*** Block opens ***

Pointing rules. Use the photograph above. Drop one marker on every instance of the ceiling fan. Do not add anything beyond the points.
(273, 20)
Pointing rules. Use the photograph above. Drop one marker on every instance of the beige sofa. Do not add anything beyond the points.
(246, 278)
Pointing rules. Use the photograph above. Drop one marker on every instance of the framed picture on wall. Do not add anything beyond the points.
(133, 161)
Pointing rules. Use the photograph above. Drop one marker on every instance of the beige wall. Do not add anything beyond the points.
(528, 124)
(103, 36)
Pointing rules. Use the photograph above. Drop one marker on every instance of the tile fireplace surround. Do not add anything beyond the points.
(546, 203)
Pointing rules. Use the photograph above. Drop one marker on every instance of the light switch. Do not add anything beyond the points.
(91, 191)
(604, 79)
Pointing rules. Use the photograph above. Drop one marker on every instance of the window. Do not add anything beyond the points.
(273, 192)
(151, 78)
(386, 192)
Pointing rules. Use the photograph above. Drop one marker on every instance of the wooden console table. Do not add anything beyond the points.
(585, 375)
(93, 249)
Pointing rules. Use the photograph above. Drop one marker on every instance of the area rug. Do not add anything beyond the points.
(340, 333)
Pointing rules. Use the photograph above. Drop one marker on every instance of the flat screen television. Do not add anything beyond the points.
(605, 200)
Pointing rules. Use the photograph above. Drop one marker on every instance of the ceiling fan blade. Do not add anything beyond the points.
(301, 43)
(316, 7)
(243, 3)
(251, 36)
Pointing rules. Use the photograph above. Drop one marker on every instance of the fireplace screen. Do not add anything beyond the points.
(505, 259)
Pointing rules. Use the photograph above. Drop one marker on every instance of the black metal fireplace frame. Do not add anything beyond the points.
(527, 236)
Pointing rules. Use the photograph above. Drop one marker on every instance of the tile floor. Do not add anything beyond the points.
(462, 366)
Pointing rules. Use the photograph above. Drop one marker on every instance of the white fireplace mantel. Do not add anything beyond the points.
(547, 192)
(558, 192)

*** Block closes ***

Render the whole set of entries again, exactly as given.

> [ANSWER SECTION]:
Pointing rules. Use the photograph above. Drop one marker on every instance of the ceiling fan. Do not add anything beyond the points.
(273, 20)
Pointing rules. Use the photograph above. Drop one marker on every instance of the beige sofa. Do not add anything beyond the points.
(246, 278)
Pointing rules. Use the photograph above. Drop one marker on every instance of the framed picture on wall. Do not add anything beyond the points.
(133, 161)
Pointing rules. Use the photograph above. Drop one marker on every instance of the beige wall. Do not add anything beyond the points.
(528, 124)
(103, 36)
Pointing rules. Use the photograph above. Drop one marker on every instance of the tile fireplace surround. Do not add anything beyond the points.
(546, 203)
Pointing rules. Use the photograph above. Drop one marker on every instance of the light switch. Do not add anything beyond the points.
(91, 191)
(604, 79)
Pointing rules. Use the photograph above. Drop one marker on every instance of the window. Do not add anything beyond the points.
(273, 192)
(151, 78)
(386, 192)
Pointing rules. Use the photograph above. Drop one marker on every instance of the wooden console table. Do not add anything beyond the points.
(585, 375)
(93, 249)
Pointing rules. Use the photograph above. Drop one marker on every instance of the area rug. Do not add anything beyond the points.
(340, 333)
Pointing rules. Use the photograph above. Drop one marker on every instance of the flat screen television. Do not add anything beyond the points.
(605, 200)
Pointing rules. Use the photograph above. Drop one marker on every instance of the ceiling fan blade. Do not add anything beyond the points.
(301, 43)
(316, 7)
(243, 3)
(251, 36)
Pointing rules. Use the photograph above. Drop one marker on every instance of the fireplace screen. Do not add anything beyond the points.
(505, 259)
Pointing rules. Use the photograph above. Drop one marker on every instance of the black metal fireplace frame. Do not add anything beyond the points.
(527, 236)
Pointing rules. Use the photograph above. Drop one marker on every instance of the tile floor. Do not add anything beyond the points.
(462, 366)
Pointing rules. Use the photograph above. Drop one marker on every instance of the white fireplace mantel. Do not add anything beyond the points.
(547, 192)
(558, 192)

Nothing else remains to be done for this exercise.